Instructions to follow:
Spot each line in the records below where the word "painted" occurs, then copy it.

Records for the task:
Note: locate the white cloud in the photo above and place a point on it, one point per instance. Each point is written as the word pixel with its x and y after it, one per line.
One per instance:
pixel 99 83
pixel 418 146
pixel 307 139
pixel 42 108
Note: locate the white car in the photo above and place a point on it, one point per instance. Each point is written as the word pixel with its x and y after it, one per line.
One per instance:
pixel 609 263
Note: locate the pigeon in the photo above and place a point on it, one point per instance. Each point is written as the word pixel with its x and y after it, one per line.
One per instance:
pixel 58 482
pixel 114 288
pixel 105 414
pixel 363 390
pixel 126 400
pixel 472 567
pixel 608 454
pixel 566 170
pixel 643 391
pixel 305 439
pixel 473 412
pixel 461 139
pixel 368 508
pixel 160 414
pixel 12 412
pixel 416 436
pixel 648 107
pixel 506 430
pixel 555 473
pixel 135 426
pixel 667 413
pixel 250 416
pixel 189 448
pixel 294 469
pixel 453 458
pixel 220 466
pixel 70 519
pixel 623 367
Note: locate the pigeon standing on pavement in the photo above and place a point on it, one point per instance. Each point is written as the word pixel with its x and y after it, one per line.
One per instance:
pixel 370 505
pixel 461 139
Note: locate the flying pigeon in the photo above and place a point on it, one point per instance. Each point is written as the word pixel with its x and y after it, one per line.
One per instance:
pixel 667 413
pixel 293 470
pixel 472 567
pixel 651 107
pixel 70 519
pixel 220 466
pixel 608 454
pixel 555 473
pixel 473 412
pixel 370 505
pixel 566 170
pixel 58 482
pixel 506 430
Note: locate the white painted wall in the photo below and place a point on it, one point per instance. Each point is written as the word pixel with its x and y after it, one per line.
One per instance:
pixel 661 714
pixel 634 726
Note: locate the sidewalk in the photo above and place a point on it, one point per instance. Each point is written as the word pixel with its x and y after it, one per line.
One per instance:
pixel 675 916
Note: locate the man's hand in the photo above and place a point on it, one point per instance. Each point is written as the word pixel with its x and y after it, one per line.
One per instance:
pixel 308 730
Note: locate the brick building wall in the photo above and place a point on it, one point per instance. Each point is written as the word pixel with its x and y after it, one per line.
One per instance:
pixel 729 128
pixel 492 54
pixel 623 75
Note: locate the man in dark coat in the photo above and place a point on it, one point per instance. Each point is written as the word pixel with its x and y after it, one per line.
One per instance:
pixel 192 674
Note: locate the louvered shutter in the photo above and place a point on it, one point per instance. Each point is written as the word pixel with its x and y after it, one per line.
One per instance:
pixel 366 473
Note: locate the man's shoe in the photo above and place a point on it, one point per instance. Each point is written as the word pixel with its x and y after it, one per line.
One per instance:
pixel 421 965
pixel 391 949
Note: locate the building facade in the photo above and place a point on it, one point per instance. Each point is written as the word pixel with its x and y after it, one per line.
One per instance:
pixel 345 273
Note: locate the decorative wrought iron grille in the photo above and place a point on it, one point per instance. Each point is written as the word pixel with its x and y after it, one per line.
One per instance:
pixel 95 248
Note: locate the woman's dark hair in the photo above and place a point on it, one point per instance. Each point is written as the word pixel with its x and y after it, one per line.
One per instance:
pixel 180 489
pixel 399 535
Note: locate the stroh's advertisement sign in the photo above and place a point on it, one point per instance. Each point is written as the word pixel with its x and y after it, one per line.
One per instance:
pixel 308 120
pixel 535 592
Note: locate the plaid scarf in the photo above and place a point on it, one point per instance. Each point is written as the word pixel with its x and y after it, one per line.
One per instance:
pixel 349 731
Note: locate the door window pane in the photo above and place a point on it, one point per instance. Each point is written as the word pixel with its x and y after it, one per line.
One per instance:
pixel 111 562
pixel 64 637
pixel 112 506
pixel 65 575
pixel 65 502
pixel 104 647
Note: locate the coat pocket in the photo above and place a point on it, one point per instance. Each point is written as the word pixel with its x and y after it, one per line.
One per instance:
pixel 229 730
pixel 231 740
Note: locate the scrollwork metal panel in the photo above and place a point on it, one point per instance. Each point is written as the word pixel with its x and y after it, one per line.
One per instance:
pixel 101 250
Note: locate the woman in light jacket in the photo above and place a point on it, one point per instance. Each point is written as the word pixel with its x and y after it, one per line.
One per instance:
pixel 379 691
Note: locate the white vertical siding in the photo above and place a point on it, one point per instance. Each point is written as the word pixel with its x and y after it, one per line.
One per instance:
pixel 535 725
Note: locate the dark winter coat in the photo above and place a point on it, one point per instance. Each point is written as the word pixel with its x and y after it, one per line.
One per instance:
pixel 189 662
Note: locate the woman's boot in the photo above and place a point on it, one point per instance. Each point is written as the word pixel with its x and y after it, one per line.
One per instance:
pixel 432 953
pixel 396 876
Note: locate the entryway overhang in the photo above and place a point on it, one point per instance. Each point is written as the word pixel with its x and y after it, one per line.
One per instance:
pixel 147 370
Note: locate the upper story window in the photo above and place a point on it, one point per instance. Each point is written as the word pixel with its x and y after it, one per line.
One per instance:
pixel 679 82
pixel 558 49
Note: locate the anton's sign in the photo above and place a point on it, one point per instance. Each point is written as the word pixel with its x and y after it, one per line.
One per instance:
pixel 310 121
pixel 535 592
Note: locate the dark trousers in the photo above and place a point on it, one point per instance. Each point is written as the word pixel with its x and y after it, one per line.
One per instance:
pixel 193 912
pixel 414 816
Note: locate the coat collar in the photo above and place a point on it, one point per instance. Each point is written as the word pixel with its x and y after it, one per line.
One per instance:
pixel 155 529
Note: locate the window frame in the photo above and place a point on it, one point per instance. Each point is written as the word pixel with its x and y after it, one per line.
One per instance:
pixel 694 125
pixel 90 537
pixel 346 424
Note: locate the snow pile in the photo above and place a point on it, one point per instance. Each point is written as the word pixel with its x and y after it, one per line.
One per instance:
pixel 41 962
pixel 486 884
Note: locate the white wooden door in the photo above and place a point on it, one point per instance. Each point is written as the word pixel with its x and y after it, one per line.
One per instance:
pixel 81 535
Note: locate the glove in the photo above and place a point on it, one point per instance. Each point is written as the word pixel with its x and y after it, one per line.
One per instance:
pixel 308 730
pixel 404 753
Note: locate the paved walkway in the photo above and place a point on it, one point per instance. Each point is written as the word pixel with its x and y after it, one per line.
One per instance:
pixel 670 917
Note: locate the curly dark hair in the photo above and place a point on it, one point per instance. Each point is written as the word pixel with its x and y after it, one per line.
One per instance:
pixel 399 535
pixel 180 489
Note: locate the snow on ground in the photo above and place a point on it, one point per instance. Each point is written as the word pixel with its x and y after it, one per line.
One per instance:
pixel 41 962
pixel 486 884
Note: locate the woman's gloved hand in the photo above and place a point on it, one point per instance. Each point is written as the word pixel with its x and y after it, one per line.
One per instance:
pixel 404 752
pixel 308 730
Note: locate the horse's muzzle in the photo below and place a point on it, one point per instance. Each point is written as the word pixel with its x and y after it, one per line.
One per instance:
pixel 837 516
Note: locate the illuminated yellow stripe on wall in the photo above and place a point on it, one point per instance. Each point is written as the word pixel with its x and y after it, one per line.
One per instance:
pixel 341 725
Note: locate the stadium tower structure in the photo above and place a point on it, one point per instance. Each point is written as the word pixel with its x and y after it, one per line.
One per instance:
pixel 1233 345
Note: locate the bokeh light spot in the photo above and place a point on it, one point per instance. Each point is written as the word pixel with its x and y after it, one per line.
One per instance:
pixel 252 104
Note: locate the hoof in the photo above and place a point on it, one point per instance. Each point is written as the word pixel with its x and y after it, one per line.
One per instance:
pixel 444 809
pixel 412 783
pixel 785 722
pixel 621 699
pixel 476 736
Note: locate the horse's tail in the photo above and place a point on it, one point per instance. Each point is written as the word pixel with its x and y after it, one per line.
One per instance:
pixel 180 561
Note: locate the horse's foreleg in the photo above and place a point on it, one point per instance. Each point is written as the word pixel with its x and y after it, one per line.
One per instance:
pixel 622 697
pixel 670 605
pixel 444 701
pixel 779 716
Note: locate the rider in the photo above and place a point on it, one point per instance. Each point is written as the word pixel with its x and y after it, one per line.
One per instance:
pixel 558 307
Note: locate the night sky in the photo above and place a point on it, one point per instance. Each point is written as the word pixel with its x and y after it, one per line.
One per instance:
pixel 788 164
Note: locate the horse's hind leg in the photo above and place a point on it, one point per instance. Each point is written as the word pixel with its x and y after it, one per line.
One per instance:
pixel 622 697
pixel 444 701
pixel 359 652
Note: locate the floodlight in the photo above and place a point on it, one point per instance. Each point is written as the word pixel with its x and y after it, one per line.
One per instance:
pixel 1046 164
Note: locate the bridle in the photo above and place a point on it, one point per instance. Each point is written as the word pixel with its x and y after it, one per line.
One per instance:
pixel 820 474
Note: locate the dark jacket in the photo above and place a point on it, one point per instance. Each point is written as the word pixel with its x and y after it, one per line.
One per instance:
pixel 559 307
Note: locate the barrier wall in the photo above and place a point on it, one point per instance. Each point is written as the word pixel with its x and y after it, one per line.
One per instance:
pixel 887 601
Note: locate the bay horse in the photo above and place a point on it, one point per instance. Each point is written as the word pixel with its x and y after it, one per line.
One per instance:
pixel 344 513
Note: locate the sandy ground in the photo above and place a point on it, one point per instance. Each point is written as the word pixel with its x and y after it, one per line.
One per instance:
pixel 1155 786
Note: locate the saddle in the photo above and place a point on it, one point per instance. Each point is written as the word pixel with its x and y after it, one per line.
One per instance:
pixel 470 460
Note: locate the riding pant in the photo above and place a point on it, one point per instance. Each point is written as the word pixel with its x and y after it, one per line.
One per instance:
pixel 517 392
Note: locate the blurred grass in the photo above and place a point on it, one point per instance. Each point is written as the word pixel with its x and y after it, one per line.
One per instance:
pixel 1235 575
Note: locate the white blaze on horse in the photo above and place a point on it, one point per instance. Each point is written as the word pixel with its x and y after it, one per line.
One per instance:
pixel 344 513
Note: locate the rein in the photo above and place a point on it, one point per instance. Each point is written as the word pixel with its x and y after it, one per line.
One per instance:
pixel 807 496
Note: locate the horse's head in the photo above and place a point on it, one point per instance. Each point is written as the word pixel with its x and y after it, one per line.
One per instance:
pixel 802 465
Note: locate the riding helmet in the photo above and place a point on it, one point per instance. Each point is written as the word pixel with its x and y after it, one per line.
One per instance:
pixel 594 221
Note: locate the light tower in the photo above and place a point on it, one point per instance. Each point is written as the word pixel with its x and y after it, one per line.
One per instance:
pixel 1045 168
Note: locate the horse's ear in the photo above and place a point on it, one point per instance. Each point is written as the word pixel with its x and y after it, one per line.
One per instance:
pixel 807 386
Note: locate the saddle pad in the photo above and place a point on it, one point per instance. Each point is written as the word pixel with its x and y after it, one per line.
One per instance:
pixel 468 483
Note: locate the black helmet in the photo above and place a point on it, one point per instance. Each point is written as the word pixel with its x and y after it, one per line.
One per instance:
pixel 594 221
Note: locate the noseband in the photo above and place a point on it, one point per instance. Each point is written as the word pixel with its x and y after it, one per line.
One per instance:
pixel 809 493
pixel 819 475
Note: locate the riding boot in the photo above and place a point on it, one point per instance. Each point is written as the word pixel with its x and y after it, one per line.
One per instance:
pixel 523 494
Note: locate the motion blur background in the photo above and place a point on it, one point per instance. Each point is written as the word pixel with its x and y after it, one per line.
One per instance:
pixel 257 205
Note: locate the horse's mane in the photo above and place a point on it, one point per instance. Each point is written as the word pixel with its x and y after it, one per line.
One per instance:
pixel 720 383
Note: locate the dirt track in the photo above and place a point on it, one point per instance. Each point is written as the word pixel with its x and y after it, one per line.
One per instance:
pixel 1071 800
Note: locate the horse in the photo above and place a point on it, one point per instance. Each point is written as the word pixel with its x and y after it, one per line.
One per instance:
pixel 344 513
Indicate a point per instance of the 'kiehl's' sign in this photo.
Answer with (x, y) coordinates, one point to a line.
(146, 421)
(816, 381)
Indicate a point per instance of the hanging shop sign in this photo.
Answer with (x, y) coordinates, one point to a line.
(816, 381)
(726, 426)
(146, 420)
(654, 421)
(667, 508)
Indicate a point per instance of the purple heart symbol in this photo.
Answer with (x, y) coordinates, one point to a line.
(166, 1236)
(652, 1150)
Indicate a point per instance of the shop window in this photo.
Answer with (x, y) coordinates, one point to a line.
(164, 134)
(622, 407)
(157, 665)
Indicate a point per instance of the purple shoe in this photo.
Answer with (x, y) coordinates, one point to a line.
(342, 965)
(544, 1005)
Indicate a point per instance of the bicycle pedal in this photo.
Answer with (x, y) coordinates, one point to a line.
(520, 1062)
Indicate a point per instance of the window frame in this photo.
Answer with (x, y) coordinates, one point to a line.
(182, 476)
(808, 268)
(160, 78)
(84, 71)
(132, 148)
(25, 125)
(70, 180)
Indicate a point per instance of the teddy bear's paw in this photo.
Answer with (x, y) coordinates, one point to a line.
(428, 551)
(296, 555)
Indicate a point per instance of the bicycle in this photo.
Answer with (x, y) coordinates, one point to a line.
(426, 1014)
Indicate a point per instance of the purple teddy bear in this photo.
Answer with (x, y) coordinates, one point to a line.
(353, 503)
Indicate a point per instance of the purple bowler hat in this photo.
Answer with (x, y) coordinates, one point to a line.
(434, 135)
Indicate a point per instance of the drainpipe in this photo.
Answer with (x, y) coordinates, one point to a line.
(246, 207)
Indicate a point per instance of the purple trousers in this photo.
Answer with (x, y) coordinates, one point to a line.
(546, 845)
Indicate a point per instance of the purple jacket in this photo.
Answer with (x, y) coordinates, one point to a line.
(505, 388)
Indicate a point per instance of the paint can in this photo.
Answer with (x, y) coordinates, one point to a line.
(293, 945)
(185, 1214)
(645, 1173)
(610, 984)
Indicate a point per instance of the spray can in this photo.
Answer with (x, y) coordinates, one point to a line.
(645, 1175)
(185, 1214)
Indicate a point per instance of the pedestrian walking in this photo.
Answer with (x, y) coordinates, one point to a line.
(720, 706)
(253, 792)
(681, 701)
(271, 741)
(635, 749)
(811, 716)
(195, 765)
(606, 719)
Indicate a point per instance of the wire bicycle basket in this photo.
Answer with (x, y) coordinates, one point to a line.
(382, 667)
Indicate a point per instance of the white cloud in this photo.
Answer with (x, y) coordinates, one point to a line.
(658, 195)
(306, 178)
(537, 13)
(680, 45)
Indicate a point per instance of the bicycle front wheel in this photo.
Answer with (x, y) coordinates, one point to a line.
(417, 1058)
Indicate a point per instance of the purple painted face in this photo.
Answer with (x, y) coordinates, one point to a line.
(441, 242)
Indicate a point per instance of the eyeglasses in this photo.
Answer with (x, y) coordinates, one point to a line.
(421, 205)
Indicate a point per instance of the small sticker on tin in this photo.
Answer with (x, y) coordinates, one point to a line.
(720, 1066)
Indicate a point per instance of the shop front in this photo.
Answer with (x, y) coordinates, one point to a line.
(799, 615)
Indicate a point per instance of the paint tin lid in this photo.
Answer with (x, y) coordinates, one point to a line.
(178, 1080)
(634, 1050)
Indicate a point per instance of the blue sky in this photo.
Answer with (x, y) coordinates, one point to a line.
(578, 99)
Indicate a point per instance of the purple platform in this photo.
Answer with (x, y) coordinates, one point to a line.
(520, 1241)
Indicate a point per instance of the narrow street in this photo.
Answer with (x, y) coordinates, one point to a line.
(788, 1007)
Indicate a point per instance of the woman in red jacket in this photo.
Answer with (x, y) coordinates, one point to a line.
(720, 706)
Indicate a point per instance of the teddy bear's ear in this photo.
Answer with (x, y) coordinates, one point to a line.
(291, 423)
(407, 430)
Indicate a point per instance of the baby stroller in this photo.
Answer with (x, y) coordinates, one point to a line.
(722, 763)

Solution for this exercise:
Note: locate the white painted wall in the photo below and place a point on it, one point per instance. Each point is written as the word pixel with its x and y after it, one per line.
Indicate a point per instance of the purple painted face in this photo.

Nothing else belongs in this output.